Prime Day is right around the corner. You started noticing your brand showing up in Alexa for Shopping results. Then, Sponsored Prompts went to general availability, and you started getting billed a CPC when a customer clicks on AI-generated questions.
Somewhere in all of this, Amazon changed how products get surfaced and sold, and it happened fast. If you feel like you missed the memo, you didn't. This is just new territory, and most sellers are figuring it out on the fly.
The good news? The basics still matter. Good content, accurate specs, strong reviews; none of that became irrelevant. What has changed is that Amazon's AI systems are now doing much more of the intermediary work between your listing and your customer.
And the brands that have structured their content to speak clearly to both shoppers and the AI systems surfacing their products are the ones winning.
COSMO vs. Alexa for Shopping: Why the Distinction Matters
- COSMO evaluates your listing as a structured object. It's looking for explicit meaning, clear relationships between attributes, and confidence that the product will actually fulfill what it promises.
- Alexa for Shopping evaluates your listing the way a shopping assistant would in conversation with a customer. It prioritizes natural language, explainability, and resolving what the shopper actually intends to buy.
Same listing, two different lenses. But your PDPs will have to consider both.
📝 How to Prepare Your PDP for the Agentic Commerce Era
I recently sat down with Lauren Livak Gilbert from The Digital Shelf Institute to dig into this topic on the Ecommerce Braintrust podcast. Earlier this year, she co-authored a whitepaper with Azoma that breaks down exactly how Amazon's AI systems evaluate, reason about, and surface products.
It's one of the most practically useful pieces of e-commerce writing I've come across in a long time. If you sell on Amazon, read it and listen to our conversation - both are worth your time.

=== Information supplied ===
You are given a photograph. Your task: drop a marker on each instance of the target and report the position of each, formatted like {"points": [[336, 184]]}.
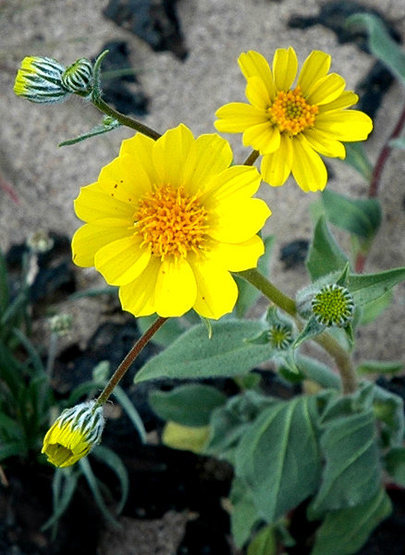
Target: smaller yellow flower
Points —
{"points": [[291, 126], [39, 79], [73, 434]]}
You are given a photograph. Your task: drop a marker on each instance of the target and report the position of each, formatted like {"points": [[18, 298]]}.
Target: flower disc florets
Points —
{"points": [[73, 434], [168, 221], [333, 306], [291, 126]]}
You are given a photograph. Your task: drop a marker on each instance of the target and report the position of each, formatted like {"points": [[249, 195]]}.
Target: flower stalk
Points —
{"points": [[128, 360]]}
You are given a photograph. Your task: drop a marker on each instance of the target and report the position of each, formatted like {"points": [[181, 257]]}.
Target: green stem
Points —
{"points": [[325, 340], [269, 290], [99, 103], [128, 360]]}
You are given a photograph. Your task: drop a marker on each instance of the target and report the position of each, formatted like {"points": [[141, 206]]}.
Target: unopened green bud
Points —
{"points": [[39, 79], [333, 306], [78, 77], [74, 434]]}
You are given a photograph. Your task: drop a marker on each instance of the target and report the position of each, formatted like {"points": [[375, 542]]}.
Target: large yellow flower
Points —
{"points": [[167, 222], [289, 126]]}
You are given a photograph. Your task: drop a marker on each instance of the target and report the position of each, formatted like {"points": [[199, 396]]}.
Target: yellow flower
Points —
{"points": [[167, 222], [289, 126], [73, 434], [39, 79]]}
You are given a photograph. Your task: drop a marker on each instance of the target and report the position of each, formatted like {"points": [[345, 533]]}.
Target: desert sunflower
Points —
{"points": [[291, 126], [167, 222]]}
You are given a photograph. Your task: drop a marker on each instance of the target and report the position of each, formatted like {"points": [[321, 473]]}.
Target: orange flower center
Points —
{"points": [[291, 112], [171, 222]]}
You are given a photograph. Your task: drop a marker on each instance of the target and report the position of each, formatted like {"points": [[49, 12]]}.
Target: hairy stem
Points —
{"points": [[325, 340], [129, 359]]}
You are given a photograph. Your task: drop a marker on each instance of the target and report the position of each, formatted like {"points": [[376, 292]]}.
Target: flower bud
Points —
{"points": [[39, 79], [78, 77], [333, 306], [73, 434]]}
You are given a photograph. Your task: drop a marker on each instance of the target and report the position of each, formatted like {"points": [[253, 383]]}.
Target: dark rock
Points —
{"points": [[294, 253], [154, 21]]}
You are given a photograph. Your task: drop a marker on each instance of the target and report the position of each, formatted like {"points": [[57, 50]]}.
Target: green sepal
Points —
{"points": [[108, 124]]}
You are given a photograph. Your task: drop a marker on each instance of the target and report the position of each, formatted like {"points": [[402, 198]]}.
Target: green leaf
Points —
{"points": [[111, 459], [279, 458], [95, 490], [190, 405], [264, 542], [395, 464], [367, 288], [381, 45], [357, 158], [248, 294], [344, 532], [359, 216], [108, 125], [324, 254], [244, 515], [389, 409], [230, 422], [372, 310], [193, 355], [352, 473], [380, 367]]}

=== What you should do ===
Using the Amazon AI text, decide whether each statement agrees with it: (a) COSMO prioritizes natural language when it evaluates a listing; (b) good content, accurate specs, and strong reviews no longer matter; (c) the whitepaper was co-authored with Azoma. For each, answer yes or no and quote the deciding words.

=== Worked solution ===
(a) No: "COSMO evaluates your listing as a structured object."
(b) No: "Good content, accurate specs, strong reviews; none of that became irrelevant."
(c) Yes: "she co-authored a whitepaper with Azoma"